Exercise task: Count the rows below that contain the string "porch", treating uppercase and lowercase as different, and give only the number.

— START OF Task inputs —

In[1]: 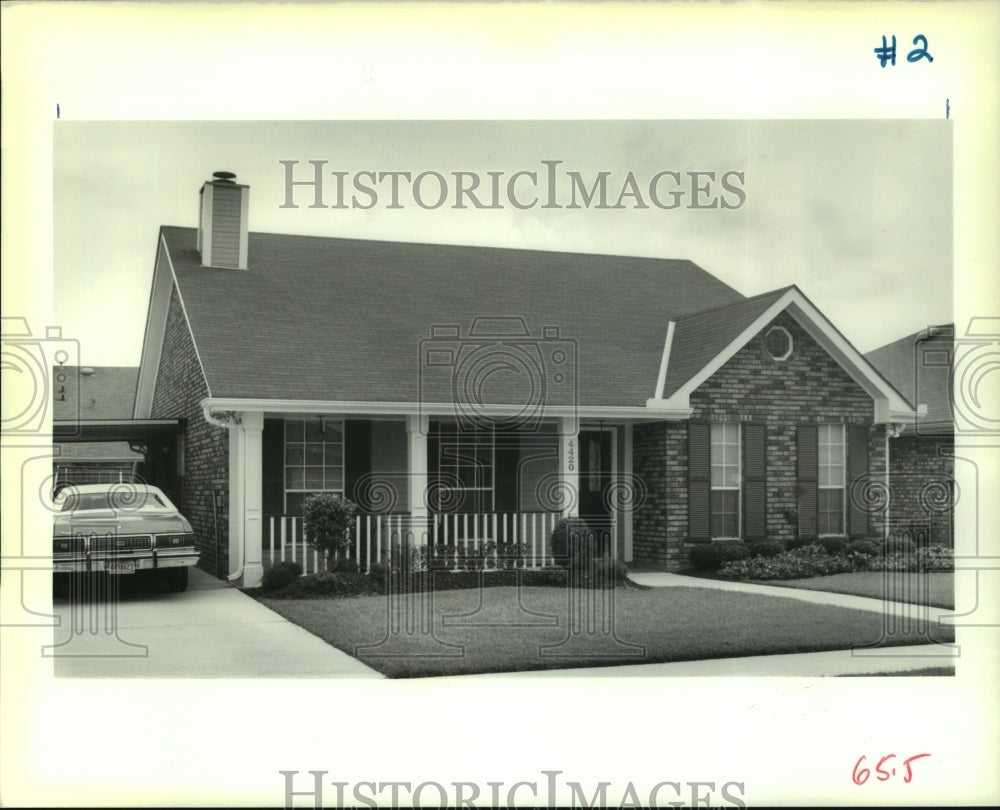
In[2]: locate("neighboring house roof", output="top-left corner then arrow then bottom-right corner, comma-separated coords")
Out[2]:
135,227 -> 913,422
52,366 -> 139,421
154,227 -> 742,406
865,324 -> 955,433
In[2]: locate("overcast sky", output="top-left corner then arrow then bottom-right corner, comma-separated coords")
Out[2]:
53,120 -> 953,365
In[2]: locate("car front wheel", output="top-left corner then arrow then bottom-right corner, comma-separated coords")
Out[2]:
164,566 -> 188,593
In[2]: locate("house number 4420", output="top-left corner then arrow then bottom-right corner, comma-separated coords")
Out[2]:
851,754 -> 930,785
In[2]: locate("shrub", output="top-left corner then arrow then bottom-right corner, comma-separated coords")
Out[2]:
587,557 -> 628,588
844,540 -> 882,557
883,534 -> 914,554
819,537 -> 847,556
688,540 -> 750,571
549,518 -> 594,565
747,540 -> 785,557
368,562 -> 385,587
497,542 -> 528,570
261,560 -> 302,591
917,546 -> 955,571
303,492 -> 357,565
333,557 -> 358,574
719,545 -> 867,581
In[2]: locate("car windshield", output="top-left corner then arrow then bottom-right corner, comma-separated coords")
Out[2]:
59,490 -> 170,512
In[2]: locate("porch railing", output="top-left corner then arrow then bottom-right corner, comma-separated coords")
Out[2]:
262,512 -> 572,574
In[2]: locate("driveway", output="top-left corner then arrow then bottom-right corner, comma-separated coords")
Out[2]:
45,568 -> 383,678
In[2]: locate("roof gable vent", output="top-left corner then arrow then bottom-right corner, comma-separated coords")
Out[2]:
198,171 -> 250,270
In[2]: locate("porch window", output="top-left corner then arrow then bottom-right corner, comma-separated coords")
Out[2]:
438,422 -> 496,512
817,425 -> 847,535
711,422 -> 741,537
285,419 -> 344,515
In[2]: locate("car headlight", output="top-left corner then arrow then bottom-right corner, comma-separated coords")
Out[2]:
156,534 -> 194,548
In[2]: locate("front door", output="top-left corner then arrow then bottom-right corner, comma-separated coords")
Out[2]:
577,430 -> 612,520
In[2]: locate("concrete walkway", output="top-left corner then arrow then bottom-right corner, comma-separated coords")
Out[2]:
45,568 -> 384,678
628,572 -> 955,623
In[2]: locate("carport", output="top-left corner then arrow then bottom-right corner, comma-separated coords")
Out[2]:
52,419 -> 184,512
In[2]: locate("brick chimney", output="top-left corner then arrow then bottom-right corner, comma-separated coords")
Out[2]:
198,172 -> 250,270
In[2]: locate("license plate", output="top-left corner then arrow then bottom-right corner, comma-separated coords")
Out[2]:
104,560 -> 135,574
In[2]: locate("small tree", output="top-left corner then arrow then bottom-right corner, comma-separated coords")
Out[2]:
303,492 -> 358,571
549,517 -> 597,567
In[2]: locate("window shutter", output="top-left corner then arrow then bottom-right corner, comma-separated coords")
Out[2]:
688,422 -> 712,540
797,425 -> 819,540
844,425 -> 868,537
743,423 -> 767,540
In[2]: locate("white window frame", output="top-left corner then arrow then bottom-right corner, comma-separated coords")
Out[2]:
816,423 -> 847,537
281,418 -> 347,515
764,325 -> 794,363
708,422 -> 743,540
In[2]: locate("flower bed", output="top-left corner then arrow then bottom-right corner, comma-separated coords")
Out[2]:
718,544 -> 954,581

— END OF Task inputs —
— START OF Task inputs —

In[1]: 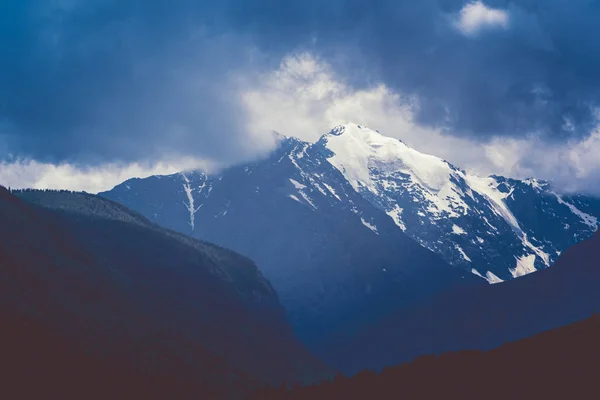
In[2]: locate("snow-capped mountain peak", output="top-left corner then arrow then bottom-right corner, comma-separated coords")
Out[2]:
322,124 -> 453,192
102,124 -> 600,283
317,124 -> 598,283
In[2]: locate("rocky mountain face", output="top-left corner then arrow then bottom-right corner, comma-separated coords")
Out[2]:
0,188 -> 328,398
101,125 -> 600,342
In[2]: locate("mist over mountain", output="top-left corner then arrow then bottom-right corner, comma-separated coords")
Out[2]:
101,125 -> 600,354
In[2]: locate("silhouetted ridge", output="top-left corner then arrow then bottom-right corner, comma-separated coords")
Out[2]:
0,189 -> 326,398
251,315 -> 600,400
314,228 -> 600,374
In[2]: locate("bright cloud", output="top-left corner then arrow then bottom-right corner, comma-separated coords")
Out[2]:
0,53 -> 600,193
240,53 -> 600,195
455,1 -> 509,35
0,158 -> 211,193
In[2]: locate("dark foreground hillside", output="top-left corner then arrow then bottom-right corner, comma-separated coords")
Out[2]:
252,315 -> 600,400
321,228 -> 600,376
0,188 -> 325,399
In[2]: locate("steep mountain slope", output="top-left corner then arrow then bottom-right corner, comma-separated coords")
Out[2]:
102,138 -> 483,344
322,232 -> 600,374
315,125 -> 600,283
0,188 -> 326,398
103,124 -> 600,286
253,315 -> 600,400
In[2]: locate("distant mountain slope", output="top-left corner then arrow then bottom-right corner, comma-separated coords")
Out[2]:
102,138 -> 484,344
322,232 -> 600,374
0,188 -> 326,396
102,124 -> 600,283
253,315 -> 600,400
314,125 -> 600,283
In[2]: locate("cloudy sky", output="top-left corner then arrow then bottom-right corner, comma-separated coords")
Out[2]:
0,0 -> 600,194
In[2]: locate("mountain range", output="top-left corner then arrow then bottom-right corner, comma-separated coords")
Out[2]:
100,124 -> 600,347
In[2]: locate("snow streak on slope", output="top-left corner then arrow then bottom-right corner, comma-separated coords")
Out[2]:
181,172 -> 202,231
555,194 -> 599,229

— END OF Task inputs —

Exercise result: 2